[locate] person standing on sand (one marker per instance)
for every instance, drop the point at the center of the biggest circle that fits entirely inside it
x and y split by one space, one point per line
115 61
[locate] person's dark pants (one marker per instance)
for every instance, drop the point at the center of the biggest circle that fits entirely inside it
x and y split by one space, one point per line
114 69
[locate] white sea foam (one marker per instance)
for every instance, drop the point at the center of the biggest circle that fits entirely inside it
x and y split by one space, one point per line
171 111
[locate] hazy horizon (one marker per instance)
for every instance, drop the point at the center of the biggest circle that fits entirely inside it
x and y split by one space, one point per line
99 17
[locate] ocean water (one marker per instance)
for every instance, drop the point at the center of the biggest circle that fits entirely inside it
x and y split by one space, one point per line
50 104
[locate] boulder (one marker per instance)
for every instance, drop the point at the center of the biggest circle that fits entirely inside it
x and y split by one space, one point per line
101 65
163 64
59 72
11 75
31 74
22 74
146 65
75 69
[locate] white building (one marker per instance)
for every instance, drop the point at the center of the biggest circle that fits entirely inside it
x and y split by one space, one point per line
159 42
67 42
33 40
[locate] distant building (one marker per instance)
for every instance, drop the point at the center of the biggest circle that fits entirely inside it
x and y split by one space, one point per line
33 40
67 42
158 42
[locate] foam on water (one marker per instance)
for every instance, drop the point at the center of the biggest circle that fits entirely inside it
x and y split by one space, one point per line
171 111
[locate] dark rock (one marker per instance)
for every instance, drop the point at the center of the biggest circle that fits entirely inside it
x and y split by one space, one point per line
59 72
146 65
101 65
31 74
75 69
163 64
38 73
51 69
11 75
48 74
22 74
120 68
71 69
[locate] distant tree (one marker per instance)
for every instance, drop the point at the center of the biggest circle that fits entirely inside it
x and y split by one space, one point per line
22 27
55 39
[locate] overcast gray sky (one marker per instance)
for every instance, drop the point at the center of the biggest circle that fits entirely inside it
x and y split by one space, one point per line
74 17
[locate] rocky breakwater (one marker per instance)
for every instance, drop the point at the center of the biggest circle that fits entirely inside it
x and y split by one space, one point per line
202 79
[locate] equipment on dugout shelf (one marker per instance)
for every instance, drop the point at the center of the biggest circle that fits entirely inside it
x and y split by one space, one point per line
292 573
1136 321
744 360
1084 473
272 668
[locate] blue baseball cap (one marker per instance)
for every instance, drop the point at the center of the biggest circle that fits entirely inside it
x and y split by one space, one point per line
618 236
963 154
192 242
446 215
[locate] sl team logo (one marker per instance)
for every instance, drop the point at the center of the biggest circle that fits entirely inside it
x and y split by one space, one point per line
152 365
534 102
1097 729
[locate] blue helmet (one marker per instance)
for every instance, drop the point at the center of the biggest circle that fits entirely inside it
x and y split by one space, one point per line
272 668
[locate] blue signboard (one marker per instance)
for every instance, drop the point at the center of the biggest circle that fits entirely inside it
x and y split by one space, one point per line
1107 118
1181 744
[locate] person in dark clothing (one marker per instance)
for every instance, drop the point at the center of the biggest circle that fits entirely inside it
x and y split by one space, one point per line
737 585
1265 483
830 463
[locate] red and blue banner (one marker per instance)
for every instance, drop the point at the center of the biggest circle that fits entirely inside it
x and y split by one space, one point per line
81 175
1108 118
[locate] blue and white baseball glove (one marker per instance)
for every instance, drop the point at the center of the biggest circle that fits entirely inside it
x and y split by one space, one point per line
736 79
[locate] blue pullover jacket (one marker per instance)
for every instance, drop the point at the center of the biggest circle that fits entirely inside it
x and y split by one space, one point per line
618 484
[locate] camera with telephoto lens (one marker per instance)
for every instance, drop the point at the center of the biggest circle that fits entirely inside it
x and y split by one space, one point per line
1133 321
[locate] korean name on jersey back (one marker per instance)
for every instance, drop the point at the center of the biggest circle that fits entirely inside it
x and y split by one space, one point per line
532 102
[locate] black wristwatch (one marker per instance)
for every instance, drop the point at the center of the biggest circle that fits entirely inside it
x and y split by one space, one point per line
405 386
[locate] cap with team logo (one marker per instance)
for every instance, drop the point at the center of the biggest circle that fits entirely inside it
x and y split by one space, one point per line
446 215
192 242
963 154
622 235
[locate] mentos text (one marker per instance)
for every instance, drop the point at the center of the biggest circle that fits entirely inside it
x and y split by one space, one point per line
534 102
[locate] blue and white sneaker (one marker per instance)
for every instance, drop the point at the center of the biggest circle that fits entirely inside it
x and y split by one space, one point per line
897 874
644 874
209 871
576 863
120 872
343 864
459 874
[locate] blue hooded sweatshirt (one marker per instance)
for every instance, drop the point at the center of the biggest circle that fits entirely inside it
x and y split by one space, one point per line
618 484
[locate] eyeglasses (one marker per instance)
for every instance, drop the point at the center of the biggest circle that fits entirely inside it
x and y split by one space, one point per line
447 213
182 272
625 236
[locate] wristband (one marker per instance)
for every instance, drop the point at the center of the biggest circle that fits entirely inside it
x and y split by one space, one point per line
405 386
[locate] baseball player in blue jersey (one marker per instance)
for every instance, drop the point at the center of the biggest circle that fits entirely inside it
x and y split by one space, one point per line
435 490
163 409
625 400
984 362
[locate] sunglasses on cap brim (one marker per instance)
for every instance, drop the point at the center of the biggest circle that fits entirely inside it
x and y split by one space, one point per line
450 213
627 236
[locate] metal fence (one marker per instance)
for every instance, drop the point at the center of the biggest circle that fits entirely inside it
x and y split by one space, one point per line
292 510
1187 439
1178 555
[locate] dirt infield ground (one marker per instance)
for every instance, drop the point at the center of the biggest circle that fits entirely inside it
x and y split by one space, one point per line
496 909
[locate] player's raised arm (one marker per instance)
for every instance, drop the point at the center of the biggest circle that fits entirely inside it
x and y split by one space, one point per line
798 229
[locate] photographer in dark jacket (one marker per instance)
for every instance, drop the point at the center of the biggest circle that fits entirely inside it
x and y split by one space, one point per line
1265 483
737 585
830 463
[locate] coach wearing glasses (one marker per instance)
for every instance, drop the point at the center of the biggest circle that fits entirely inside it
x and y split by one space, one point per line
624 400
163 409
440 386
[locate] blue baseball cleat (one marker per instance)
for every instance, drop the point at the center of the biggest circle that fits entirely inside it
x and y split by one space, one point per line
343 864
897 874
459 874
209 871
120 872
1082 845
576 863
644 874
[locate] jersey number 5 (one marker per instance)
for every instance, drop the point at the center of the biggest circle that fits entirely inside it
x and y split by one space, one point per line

▸ Aim
Rewrite the listing above from the line with "[locate] blue baseball cleat" through the end, replacing "split" with "separated" and leaving everything else unchanged.

▸ Correct answer
[locate] blue baseball cleat (one marker per instance)
for every instance, drop the point at the center of the biggest circle that fits entirely inside it
x and y separated by one space, one point per line
343 864
897 874
459 874
209 871
120 872
1082 845
576 863
644 874
[locate] jersey number 5 (one marker per instance)
for every instance, drop the point at the center of the biggest circle that fits entirely inside it
x and y separated by one space, one point per line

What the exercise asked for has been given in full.